### Exercise description:
Your answer must contain only the lines from the one containing "detect the minaret" through the end of the entries below, reproduced character for character.

### Data for analysis:
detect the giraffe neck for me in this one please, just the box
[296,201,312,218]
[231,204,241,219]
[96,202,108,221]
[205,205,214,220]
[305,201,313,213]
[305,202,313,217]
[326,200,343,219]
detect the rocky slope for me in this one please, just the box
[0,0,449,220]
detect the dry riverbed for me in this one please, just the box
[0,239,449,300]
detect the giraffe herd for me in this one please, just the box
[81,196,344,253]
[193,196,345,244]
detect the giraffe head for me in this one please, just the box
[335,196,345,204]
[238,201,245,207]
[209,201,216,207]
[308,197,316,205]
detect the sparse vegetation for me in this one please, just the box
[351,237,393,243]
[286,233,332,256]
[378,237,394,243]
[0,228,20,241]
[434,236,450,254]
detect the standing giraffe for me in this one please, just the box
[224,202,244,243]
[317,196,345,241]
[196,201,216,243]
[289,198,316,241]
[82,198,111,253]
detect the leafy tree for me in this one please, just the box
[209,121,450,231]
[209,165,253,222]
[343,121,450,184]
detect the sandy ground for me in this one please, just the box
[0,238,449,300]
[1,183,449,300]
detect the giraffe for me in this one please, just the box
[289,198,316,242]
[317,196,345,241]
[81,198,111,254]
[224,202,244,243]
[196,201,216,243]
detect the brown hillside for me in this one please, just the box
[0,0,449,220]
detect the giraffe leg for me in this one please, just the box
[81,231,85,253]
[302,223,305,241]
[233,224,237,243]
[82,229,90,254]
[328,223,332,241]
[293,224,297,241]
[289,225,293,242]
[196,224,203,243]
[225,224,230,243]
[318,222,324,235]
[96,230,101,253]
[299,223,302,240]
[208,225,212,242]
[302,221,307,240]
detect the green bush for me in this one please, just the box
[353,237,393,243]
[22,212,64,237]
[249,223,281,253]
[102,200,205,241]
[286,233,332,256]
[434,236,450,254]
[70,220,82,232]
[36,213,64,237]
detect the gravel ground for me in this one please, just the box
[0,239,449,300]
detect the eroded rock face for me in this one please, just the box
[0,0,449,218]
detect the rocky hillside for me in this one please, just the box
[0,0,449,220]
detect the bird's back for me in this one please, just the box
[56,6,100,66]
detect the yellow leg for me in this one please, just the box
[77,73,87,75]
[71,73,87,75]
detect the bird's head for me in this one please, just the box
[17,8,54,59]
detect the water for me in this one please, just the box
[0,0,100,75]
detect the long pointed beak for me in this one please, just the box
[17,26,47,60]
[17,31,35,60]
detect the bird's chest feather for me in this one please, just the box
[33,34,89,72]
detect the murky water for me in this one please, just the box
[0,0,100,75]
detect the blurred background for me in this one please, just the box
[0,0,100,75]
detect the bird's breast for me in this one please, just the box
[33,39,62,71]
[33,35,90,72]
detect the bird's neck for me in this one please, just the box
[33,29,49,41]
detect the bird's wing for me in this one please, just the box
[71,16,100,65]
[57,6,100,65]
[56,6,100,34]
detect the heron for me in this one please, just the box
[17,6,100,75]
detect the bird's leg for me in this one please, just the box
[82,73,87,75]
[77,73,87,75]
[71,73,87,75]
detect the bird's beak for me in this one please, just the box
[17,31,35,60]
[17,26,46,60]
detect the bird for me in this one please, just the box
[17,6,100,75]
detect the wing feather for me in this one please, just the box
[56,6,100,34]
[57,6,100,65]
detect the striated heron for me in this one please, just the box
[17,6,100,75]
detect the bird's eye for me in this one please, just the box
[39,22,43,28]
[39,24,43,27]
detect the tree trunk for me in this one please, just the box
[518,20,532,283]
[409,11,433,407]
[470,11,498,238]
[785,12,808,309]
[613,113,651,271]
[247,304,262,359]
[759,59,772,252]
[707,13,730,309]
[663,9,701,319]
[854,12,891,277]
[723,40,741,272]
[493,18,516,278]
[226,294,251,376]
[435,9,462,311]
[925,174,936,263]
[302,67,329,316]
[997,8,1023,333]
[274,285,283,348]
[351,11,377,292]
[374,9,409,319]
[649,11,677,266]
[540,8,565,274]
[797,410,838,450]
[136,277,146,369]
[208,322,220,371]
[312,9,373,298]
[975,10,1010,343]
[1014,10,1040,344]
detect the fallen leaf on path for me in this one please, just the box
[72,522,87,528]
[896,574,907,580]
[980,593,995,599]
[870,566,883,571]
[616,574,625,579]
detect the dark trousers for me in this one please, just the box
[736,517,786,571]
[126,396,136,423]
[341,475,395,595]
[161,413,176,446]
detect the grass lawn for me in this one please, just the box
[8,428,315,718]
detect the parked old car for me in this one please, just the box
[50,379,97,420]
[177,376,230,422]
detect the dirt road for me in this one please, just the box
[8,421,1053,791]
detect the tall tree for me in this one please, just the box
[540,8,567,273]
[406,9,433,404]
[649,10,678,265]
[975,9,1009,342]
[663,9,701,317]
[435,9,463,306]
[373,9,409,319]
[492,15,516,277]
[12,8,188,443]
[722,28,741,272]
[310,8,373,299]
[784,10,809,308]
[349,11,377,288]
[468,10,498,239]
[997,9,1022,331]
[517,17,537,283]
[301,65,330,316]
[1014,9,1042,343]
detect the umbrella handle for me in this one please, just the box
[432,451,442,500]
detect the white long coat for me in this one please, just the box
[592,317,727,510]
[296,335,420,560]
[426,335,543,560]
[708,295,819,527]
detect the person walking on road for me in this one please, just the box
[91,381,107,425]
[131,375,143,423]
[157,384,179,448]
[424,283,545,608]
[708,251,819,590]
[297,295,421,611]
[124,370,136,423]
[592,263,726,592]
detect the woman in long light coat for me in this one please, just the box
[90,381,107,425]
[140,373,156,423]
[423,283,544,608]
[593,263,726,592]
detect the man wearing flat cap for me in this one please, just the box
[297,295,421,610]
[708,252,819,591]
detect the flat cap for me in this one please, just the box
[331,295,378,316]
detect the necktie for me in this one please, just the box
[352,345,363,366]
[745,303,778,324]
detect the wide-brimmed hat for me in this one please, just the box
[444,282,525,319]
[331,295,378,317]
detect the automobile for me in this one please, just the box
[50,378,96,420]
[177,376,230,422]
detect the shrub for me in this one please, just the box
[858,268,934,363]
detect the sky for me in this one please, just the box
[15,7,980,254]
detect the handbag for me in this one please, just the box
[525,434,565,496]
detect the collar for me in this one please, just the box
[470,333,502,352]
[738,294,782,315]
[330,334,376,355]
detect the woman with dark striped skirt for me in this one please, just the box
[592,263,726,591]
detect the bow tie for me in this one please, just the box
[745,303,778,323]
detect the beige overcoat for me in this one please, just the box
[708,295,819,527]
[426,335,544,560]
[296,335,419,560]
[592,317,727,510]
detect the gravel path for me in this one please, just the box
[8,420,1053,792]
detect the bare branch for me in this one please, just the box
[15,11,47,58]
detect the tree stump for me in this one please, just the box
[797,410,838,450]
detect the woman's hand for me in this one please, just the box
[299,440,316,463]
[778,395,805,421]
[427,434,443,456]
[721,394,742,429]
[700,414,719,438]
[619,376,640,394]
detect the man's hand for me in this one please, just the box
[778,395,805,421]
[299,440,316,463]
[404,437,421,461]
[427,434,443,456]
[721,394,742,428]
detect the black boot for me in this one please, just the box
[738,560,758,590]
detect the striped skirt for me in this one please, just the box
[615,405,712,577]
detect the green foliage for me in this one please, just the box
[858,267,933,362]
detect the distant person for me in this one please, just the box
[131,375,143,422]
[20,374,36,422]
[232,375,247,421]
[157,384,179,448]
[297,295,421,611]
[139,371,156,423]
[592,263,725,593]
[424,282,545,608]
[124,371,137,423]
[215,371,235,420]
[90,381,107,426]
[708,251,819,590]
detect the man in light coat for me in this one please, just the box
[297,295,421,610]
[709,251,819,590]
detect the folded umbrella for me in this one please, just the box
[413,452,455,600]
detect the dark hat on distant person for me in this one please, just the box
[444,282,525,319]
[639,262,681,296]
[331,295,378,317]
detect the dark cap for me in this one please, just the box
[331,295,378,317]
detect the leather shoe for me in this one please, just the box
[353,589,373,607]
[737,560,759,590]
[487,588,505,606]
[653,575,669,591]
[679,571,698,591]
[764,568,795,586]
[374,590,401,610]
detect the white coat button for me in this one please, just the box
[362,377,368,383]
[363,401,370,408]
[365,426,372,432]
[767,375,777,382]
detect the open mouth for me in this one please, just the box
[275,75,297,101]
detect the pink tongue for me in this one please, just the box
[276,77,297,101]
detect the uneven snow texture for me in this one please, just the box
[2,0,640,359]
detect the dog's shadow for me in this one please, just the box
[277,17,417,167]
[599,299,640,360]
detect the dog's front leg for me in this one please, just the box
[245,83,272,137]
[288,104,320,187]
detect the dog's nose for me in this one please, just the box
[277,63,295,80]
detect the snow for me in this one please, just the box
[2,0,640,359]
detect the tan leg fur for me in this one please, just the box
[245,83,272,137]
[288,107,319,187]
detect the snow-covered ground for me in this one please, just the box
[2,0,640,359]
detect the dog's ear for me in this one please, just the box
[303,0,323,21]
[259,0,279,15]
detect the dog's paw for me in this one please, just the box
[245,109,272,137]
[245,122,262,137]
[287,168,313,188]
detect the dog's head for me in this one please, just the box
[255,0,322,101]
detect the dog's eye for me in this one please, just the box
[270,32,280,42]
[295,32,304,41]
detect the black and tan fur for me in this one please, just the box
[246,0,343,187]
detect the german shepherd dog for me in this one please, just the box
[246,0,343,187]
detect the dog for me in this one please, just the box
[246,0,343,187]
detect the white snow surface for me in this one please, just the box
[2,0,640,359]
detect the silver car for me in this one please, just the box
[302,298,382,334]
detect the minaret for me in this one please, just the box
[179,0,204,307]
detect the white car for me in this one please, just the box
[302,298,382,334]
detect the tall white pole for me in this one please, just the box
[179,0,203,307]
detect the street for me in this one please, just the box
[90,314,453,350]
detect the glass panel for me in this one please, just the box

### Answer to the problem:
detect the minaret for me in this one please, just the box
[179,0,204,307]
detect the white car for me in this one please, just the box
[302,298,382,334]
detect the tall white pole for me in this one please, just the box
[179,0,203,307]
detect the street for me in this one please, just the box
[90,314,453,350]
detect the glass panel for me in this one please, just the box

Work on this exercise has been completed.